Want to know what aspect of modern living contributes significantly to the spread of drug-resistant germs? Fast food health care, that’s what.

What’s fast food health care? It’s the churning out of patients from over-crowded hospitals to make room for new and ever-growing patients. Yow! They’re pumping ‘em out like Big Macs. Hold the bed sores, hold the lettuce…

According to Australian researchers, the overcrowding and quick turnover of hospital beds is leading to the spread of antibiotic resistant strains of bacteria, like the methicillin-resistant Staph aureus (MRSA) we saw spread to the general population at the beginning of the year. The problem seems to stem from super-busy doctors, nurses and other health care workers not washing their hands well and as frequently as recommended during busy times–that is, during times of understaffing and high workload. Eew! Yuck! Just what I want from my local fast food hospital. Shouldn’t we post letter grade ratings in the windows like we do with restaurants?

MRSA killed an estimated 19,000 Americans in 2005 and made 94,000 seriously ill. Wash your hands, McSceavyplease! MRSA infections can range from boils to more severe infections of the bloodstream, lungs and surgical sites. It is spread by the hands and on contaminated medical equipment. And last year nearly 5 percent of U.S. patients were infected or colonized with MRSA. Double Yecch!

So I’ll just say what I always do: Stay out of the American hospital system if you can help it (and British and Australian systems, too, while you’re at it). They are breeding grounds for filth. I’m the first one to trust in the strength of the environment of the human body with its immune system arsenal, but hospitals usually equal knocked ass-out on narcotics and left a bit immunocompromised. Under these circumstances, uh…I’ll put my dough on the germs. Stay healthy, practice the six keys, and wash your hands, arms, body and clothing profusely if you ever spend time in the fast food medical germ cafeteria. Makes a drive-through sound pretty darn good, now doesn’t it?

[Records from a collection]
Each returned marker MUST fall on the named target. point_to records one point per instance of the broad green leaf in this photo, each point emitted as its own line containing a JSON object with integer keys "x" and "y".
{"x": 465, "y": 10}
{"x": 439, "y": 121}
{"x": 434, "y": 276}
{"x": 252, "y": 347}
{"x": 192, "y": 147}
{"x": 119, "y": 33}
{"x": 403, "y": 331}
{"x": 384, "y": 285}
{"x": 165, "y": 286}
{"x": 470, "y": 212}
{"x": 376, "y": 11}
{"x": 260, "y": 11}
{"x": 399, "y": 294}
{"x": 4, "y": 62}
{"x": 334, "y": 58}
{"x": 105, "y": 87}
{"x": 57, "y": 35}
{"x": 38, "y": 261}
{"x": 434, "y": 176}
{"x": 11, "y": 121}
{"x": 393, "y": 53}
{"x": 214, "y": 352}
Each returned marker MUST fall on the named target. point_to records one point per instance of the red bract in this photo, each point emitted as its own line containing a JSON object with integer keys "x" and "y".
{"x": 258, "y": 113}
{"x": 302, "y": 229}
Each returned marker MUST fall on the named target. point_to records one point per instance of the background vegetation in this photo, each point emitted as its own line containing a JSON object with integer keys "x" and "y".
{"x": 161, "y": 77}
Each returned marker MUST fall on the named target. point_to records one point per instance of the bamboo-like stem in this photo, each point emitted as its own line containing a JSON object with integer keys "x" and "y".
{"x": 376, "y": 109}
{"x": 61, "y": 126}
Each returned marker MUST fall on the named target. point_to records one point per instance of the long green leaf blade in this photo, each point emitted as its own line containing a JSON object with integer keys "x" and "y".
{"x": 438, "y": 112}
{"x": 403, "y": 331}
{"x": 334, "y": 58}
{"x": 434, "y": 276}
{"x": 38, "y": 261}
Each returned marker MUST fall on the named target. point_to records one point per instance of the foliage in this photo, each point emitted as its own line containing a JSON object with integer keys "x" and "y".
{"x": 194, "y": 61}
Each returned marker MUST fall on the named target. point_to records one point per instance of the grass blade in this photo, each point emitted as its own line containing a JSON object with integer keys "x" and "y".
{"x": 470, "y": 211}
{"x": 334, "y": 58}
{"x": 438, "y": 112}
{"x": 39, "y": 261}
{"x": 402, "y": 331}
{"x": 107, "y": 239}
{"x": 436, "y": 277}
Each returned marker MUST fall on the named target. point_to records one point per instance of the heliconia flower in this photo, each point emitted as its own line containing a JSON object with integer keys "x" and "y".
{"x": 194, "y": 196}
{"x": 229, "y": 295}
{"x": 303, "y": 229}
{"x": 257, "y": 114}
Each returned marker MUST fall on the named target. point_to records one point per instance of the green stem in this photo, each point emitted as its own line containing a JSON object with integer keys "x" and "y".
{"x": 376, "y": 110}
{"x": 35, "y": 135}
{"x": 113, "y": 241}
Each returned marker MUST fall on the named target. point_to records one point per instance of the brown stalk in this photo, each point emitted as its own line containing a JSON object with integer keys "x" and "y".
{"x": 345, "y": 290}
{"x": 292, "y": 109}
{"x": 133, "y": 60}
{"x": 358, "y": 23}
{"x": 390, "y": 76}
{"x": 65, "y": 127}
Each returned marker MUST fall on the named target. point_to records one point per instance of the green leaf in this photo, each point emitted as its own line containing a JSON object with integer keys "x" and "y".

**What to do**
Please extract the stretch of the fast food health care piece from "So I’ll just" through "now doesn’t it?".

**Exercise answer**
So I’ll just say what I always do: Stay out of the American hospital system if you can help it (and British and Australian systems, too, while you’re at it). They are breeding grounds for filth. I’m the first one to trust in the strength of the environment of the human body with its immune system arsenal, but hospitals usually equal knocked ass-out on narcotics and left a bit immunocompromised. Under these circumstances, uh…I’ll put my dough on the germs. Stay healthy, practice the six keys, and wash your hands, arms, body and clothing profusely if you ever spend time in the fast food medical germ cafeteria. Makes a drive-through sound pretty darn good, now doesn’t it?